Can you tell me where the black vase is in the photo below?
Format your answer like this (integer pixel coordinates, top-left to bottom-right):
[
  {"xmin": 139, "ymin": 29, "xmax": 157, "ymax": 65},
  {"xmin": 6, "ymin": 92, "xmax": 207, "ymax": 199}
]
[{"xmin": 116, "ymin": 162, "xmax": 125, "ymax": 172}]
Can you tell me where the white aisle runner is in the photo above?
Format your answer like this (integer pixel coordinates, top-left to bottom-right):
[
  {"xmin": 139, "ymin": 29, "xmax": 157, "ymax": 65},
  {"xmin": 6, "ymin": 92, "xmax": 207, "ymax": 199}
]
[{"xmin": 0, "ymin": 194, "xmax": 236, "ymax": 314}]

-------------------------

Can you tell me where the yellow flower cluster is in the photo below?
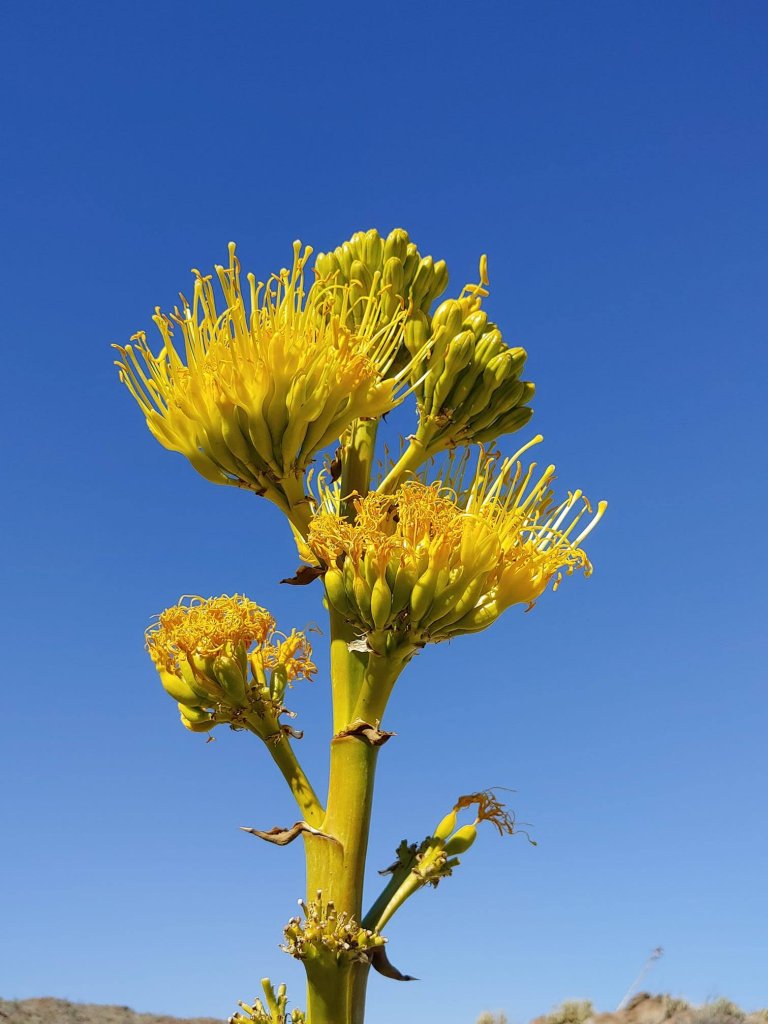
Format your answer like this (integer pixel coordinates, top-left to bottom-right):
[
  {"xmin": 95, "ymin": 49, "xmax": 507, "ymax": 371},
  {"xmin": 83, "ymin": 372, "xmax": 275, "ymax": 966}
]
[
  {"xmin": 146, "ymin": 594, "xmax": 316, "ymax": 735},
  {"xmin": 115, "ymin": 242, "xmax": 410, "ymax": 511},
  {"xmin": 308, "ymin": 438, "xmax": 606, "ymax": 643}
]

-------------------------

■ Written exercise: Pull out every line in the listing above that contains the word "below", copying each one in full. Letter case matters.

■ Answer to this task:
Can you tell me where the black vase is in the photo below?
Can you tell me where the yellow flower cluster is in the photo below?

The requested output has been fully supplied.